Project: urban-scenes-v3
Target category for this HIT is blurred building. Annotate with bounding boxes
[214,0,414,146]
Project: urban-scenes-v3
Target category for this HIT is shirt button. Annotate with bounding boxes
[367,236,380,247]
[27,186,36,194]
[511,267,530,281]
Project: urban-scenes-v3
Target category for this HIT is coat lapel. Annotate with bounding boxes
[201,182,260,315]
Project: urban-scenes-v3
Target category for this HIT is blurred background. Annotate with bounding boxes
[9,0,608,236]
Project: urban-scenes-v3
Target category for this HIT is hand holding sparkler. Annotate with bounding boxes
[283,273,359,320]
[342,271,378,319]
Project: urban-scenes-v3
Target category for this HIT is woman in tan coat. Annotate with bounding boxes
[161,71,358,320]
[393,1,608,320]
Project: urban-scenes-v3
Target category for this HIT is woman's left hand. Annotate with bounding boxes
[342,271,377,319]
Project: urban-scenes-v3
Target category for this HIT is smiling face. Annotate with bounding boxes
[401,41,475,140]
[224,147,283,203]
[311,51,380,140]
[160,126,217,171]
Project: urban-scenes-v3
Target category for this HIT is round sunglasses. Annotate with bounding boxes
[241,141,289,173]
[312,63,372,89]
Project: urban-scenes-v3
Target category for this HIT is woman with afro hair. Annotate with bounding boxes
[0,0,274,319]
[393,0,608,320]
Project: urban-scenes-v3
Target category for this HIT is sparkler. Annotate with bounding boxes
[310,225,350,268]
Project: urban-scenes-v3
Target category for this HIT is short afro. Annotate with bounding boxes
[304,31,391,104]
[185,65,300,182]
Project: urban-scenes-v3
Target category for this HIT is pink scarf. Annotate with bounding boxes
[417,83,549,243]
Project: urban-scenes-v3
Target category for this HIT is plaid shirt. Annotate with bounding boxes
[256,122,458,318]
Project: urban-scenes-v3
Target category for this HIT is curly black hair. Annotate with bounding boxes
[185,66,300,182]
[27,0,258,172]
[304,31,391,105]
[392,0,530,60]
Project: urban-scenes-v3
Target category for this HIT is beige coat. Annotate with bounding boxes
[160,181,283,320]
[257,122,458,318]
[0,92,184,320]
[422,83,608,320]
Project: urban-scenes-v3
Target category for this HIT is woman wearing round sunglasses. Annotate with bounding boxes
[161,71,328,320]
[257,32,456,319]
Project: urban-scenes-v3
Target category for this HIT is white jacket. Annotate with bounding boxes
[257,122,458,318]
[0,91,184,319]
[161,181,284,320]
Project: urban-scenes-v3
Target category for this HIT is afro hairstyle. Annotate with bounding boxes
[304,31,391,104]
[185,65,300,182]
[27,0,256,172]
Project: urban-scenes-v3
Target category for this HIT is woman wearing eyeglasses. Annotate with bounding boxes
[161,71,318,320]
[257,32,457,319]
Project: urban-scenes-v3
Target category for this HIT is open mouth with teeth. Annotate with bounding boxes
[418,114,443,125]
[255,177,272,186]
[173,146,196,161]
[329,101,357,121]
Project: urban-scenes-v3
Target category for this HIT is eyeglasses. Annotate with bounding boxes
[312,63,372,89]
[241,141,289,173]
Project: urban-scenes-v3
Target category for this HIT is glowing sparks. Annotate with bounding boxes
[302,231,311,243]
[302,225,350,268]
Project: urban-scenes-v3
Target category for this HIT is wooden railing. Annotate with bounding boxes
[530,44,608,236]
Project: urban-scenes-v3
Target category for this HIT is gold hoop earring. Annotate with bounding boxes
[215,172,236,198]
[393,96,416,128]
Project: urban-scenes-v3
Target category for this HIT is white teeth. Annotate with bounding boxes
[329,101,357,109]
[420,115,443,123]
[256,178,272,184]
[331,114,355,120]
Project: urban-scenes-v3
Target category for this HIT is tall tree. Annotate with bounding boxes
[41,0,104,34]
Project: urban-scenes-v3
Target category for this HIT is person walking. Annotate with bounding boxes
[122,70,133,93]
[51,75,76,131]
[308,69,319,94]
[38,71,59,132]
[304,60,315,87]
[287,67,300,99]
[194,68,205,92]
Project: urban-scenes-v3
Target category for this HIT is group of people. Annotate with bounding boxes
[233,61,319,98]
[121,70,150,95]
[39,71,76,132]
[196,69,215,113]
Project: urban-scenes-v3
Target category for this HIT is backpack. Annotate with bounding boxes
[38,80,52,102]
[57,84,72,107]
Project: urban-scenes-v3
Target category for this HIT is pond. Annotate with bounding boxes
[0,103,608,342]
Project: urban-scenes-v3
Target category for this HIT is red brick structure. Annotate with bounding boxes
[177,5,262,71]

══════

TASK STATEMENT » Locate every line above that contains the string "teeth", and copy each such line in full. Treat uppercase and lowercase letters as distinct.

THE REPLY »
Target category for this HIT is open mouth with teeth. Annotate with bounding boxes
Target category for this HIT is white teeth. Annotate with bounding boxes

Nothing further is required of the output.